In Michael v. City of Troy Police Dep’t, the U.S. Court of Appeals rejected former Michigan police officer Todd Michael’s discrimination claims. It ruled that, even though Michael suffered from a brain tumor, his “odd and disturbing” behavior and the opinions of two psychologists suggesting that he was no longer fit to do police work meant the City was justified in not allowing Michael to return to work.
Todd Michael began working for the City as a patrol officer in 1987. In 2000, Michael was diagnosed as having a non-cancerous brain tumor. Surgeries to remove the tumor in 2000 and 2001 were only partially successful; each time the surgeons could not remove certain parts of the tumor, which then continued to grow. The City granted Michael paid medical leave for each surgery, and returned him to work once his surgeons cleared him. Beginning in 2007, however, the City became aware of aberrant behavior on Michael’s part. This behavior included: Michael accompanying a cocaine dealer to drug deals, suing the Chief of Police over several empty steroid vials that Michaels’s wife had turned over to the police, and secretly recording his wife and asking the City prosecutor to charge her with perjury.
——
**What to do**
1/ Reproduce the exact wording of the passage on the Michael case, starting at "In Michael v." and ending after "return to work.".
2/ Answer these from the passage on the Michael case:
(a) In what year did Michael start working for the City as a patrol officer?
(b) What was Michael diagnosed with in 2000?
(c) How many psychologists gave opinions that he was no longer fit for police work?
3/ Summarize the passage on the Michael case in two sentences.
——
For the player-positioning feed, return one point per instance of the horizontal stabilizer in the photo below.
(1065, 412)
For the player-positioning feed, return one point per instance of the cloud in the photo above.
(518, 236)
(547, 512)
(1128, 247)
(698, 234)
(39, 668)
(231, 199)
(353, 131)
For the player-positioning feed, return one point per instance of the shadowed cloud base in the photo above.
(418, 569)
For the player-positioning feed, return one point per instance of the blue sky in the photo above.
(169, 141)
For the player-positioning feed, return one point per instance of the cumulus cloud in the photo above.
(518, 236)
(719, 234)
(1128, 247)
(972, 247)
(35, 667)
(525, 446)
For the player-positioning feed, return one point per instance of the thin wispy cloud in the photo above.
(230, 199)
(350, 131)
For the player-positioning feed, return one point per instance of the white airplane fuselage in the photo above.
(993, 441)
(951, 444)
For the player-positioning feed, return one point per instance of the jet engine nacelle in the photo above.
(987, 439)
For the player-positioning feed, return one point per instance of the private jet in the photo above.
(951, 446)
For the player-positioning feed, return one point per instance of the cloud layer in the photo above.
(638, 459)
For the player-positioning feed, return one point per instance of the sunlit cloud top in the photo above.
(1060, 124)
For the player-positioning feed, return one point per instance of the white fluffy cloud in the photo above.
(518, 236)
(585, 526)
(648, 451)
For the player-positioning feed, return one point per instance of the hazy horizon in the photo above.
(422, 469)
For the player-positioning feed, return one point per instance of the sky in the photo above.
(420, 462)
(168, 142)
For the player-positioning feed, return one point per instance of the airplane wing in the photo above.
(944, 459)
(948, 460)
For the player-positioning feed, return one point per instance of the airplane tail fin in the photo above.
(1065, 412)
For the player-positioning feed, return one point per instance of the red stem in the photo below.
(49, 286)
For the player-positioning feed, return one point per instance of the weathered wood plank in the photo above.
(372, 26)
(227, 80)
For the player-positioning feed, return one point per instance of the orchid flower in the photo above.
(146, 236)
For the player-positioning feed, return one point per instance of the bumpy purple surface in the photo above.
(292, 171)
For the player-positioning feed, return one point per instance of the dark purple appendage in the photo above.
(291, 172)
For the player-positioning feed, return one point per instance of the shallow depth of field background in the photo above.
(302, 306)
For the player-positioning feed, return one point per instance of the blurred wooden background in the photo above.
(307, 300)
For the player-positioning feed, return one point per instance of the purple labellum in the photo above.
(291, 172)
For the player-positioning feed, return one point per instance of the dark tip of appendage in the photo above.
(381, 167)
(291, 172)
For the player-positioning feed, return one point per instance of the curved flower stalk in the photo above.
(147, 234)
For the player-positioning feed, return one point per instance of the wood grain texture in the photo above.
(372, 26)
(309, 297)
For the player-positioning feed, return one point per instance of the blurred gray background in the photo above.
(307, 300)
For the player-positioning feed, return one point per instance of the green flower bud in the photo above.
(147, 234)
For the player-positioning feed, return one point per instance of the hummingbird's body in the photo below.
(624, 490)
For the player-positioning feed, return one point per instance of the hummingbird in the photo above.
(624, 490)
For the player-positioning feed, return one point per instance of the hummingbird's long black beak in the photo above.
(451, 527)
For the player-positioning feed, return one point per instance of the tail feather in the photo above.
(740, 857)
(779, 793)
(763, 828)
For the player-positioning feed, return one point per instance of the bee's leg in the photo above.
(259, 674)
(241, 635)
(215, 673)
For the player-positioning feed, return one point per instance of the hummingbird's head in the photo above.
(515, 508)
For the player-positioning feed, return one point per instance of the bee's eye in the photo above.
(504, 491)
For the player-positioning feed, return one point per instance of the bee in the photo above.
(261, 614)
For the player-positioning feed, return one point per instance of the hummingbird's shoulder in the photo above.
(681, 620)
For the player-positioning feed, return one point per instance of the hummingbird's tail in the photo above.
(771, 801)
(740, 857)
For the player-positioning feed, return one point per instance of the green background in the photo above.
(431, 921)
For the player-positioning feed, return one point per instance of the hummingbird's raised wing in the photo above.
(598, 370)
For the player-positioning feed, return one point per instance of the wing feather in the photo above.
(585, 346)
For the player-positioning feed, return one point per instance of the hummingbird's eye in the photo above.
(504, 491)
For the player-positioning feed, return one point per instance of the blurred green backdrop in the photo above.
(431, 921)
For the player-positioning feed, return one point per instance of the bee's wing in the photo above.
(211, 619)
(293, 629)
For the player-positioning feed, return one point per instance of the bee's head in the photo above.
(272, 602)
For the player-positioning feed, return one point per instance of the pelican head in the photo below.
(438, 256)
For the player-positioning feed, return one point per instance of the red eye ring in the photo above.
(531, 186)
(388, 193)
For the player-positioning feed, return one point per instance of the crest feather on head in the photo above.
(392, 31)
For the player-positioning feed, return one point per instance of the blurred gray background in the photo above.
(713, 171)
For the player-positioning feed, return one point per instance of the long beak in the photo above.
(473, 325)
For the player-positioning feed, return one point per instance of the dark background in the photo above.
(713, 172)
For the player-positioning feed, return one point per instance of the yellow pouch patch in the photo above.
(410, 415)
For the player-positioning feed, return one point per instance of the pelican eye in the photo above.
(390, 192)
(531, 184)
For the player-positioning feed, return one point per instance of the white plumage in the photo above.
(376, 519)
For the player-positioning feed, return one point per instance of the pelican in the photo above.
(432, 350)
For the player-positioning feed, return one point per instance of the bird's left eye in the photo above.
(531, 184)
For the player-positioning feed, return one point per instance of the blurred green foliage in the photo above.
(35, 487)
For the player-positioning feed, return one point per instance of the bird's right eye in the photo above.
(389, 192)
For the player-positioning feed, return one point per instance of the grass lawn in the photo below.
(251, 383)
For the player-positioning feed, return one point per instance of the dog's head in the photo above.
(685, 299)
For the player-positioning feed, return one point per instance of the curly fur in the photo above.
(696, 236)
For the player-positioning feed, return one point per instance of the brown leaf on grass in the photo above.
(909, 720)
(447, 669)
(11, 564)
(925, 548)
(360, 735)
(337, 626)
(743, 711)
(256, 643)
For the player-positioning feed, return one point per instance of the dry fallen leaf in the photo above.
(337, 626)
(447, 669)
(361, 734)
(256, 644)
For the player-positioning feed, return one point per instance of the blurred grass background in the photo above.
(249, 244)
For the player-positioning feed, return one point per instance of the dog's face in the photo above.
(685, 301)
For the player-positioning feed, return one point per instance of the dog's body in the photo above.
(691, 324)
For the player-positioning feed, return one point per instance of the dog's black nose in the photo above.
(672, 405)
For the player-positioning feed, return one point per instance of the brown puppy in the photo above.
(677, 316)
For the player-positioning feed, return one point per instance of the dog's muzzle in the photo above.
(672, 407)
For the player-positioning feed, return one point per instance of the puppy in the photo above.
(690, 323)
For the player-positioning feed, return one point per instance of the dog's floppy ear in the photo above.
——
**Task-by-task answers**
1/
In Michael v. City of Troy Police Dep’t, the U.S. Court of Appeals rejected former Michigan police officer Todd Michael’s discrimination claims. It ruled that, even though Michael suffered from a brain tumor, his “odd and disturbing” behavior and the opinions of two psychologists suggesting that he was no longer fit to do police work meant the City was justified in not allowing Michael to return to work.

2/
(a) 1987
(b) A non-cancerous brain tumor
(c) Two

3/ In Michael v. City of Troy Police Dep't, the U.S. Court of Appeals rejected the discrimination claims of Todd Michael, a former Michigan police officer with a brain tumor. It held that his "odd and disturbing" behavior and the opinions of two psychologists that he was no longer fit for police work justified the City in not letting him return to work.